** Start of MATERIAL PROVIDED **

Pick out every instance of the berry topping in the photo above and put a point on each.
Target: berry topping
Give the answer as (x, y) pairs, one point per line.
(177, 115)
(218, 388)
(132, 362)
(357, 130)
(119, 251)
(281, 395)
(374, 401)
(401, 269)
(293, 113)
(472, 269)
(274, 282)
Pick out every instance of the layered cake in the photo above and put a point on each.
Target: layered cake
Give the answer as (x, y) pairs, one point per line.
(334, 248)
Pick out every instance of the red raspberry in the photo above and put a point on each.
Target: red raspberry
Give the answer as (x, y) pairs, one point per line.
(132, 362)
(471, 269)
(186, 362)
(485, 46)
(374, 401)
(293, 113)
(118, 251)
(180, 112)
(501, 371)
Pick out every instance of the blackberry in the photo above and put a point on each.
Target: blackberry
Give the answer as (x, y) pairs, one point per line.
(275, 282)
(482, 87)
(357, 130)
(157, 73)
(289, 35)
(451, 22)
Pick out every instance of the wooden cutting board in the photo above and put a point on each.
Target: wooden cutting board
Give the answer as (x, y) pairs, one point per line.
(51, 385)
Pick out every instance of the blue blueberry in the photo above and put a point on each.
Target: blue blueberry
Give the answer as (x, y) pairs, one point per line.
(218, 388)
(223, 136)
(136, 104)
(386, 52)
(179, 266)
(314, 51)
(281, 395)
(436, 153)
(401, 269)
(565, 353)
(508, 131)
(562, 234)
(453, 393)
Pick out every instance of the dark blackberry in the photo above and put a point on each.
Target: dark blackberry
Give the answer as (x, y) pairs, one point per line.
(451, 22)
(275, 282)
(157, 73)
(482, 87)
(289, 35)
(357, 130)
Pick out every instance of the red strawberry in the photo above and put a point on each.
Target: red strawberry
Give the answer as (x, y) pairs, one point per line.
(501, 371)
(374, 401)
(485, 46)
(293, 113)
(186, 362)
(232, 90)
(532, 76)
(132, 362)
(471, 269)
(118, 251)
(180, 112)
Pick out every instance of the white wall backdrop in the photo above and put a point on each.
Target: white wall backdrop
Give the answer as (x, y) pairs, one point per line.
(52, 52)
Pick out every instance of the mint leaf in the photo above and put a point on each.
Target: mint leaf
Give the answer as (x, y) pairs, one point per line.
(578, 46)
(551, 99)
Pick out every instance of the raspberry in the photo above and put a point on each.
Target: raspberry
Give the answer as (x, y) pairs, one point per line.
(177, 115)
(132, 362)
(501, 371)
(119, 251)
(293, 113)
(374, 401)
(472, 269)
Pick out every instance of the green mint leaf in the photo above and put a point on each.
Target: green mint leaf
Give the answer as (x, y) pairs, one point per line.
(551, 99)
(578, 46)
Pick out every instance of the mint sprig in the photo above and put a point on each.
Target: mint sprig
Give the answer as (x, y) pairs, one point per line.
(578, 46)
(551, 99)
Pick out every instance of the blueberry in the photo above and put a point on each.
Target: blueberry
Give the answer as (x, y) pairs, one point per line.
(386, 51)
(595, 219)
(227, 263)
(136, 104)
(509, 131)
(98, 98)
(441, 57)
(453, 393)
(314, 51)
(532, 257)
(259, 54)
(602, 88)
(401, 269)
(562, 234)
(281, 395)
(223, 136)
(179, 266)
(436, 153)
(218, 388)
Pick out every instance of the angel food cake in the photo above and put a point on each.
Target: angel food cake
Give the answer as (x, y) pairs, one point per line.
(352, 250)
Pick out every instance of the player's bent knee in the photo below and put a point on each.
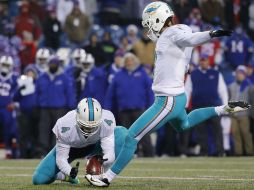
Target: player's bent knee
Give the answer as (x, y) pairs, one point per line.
(130, 141)
(39, 179)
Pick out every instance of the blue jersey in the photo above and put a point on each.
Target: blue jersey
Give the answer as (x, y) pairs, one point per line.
(238, 50)
(8, 87)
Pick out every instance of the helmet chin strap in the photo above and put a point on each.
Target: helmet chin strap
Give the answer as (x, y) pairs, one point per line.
(152, 35)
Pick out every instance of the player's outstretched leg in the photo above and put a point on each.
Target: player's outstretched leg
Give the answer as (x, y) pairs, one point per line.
(47, 170)
(158, 114)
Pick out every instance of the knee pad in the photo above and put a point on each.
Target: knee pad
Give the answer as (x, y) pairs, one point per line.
(39, 179)
(130, 141)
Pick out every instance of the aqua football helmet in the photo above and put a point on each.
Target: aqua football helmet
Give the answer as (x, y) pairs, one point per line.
(89, 113)
(154, 17)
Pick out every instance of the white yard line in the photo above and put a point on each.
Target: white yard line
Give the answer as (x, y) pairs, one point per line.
(146, 170)
(205, 178)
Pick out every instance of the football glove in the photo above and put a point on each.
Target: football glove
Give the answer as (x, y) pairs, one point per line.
(220, 33)
(74, 171)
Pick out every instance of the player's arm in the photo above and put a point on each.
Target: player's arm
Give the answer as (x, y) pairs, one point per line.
(184, 37)
(108, 141)
(62, 155)
(222, 90)
(188, 90)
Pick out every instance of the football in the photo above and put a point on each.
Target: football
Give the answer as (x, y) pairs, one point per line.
(94, 166)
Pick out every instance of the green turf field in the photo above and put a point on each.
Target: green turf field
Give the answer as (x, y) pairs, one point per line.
(144, 174)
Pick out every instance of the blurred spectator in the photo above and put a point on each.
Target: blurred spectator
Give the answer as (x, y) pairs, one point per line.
(77, 25)
(144, 49)
(232, 13)
(8, 84)
(12, 45)
(95, 48)
(124, 44)
(3, 16)
(244, 14)
(212, 11)
(27, 26)
(132, 34)
(41, 60)
(108, 47)
(239, 90)
(110, 11)
(64, 56)
(251, 19)
(182, 9)
(95, 80)
(52, 29)
(116, 66)
(131, 91)
(251, 101)
(65, 7)
(74, 71)
(37, 8)
(238, 48)
(28, 116)
(54, 92)
(28, 29)
(204, 95)
(212, 49)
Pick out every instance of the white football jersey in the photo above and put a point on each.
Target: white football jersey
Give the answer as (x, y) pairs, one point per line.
(69, 136)
(173, 53)
(67, 133)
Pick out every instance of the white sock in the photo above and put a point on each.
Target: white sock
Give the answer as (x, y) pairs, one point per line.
(220, 110)
(110, 175)
(60, 176)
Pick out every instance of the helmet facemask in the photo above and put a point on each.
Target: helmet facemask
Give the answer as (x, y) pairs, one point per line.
(154, 18)
(88, 129)
(150, 33)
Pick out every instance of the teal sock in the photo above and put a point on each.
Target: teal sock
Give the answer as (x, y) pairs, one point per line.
(197, 116)
(125, 155)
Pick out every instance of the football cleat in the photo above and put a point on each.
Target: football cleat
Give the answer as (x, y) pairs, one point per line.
(237, 106)
(71, 180)
(97, 180)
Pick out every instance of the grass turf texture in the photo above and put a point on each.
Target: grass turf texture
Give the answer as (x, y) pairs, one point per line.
(144, 174)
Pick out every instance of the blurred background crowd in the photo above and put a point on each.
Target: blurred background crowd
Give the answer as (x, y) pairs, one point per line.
(55, 52)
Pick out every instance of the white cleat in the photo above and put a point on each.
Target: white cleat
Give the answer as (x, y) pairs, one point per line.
(97, 180)
(237, 106)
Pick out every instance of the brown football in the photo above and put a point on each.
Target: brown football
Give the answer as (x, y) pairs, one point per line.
(93, 166)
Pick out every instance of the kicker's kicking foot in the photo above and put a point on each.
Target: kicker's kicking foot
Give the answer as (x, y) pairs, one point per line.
(234, 107)
(97, 180)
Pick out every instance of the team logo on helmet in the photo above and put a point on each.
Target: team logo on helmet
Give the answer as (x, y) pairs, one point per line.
(152, 9)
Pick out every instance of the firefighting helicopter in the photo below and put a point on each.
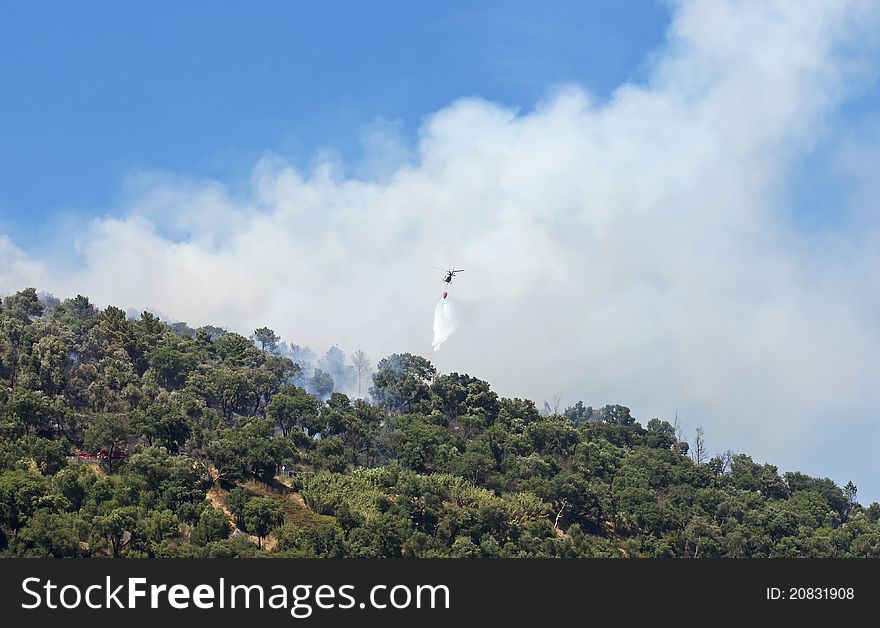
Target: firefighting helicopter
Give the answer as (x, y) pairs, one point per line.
(450, 273)
(447, 279)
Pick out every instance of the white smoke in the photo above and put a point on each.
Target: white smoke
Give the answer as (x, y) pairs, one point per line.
(444, 322)
(645, 243)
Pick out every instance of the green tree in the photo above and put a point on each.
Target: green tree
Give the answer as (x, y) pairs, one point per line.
(213, 526)
(261, 516)
(236, 500)
(401, 382)
(294, 408)
(107, 435)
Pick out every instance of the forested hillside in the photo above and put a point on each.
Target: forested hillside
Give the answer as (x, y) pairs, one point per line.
(132, 437)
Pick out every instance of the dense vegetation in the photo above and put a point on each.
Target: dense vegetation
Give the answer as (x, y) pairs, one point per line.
(205, 445)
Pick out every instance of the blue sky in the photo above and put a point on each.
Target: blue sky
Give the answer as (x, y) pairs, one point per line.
(670, 205)
(96, 90)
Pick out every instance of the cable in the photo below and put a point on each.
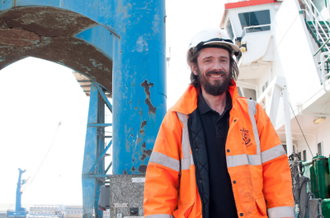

** End of MATERIAL PROVIDED **

§ **GIVEN INSTRUCTION**
Collect every line of the rows above that contains the string "sock", and copy each one in full. Case counts.

§ **TASK RESULT**
Pick out every instance of the white sock in the photo above and put a point on each.
Target: white sock
Pick out every instance of the teal sock in the photo above and put a point on each.
Target: teal sock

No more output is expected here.